[Recorded data]
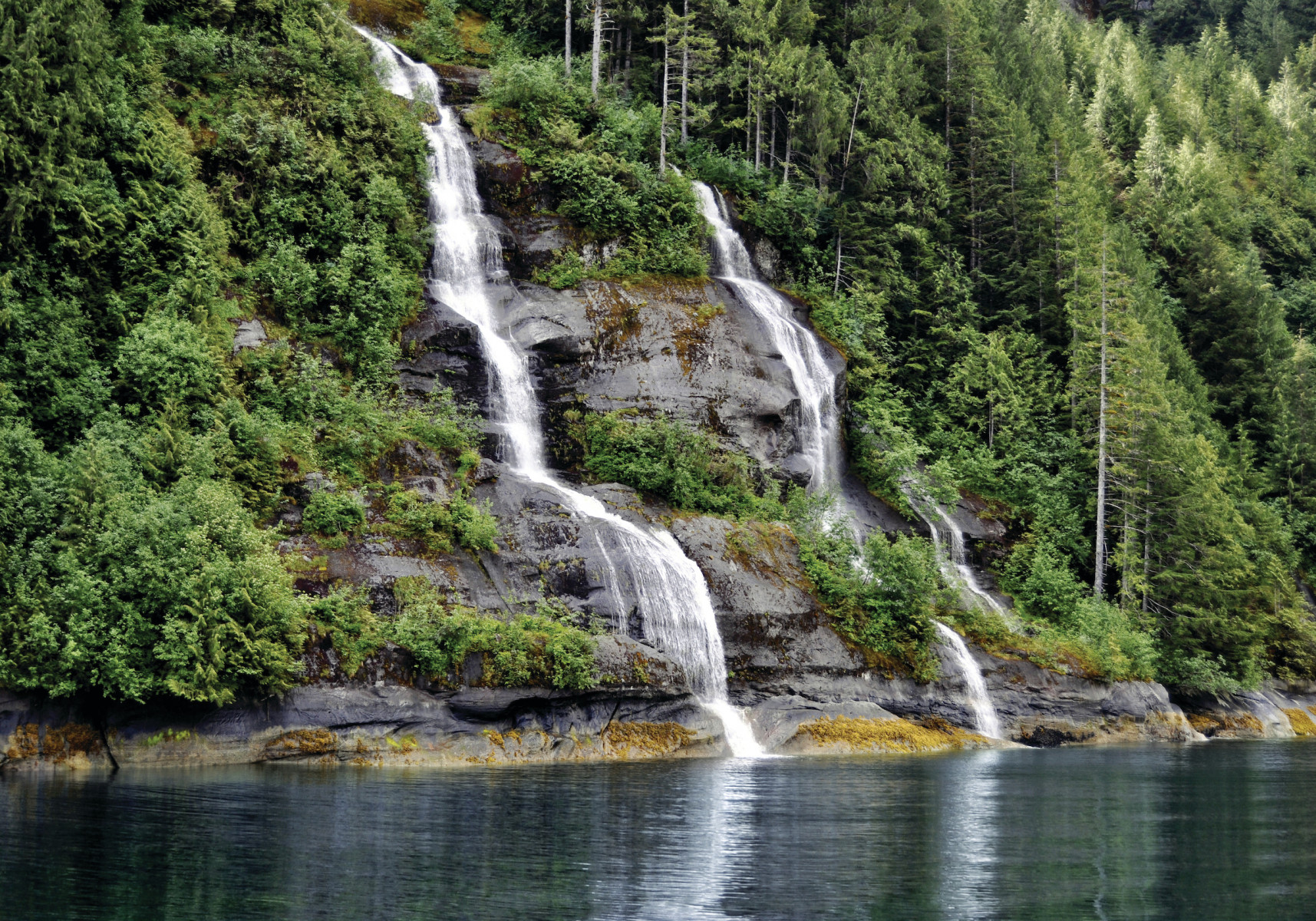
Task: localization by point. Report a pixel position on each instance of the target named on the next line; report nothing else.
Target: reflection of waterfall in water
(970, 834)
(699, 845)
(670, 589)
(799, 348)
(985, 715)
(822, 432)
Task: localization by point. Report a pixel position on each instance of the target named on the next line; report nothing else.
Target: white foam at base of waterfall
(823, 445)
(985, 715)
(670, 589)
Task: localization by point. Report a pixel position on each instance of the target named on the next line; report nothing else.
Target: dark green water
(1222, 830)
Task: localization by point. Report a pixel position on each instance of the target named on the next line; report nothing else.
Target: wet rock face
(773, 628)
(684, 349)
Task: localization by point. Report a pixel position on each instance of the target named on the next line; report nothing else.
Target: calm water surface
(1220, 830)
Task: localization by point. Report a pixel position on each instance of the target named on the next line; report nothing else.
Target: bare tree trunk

[What you have to do]
Rewrite every row above with "localization by point" switched to "point localization" and all other text left unchanged. Leave the pictures out of your answer.

[Result]
Task: point localization. Report a pixel position on each instance of the target named on the next line; report nothing else.
Target: reflection of waterfall in water
(970, 834)
(699, 845)
(670, 589)
(799, 348)
(985, 715)
(822, 432)
Task: point localization. Report a pixel position on each instance of the target named on the next line; report nothing else.
Target: white foam at base of waterfall
(823, 445)
(985, 715)
(670, 589)
Task: point localization. Report a pixel position on each instance of the target named on the next line; report nothing else.
Target: dark green water
(1222, 830)
Task: point localization. Report a pixel position on each instance of the target named on the next line; report nothing else.
Target: wet rock face
(773, 628)
(684, 349)
Task: point localization. Report a pixel position on each instance of the target named on the next line; report nothing else.
Target: calm water surface
(1220, 830)
Task: point localization. Report a pixel position on each instance of the target named on the next line; report nothing else.
Target: bare tree trunk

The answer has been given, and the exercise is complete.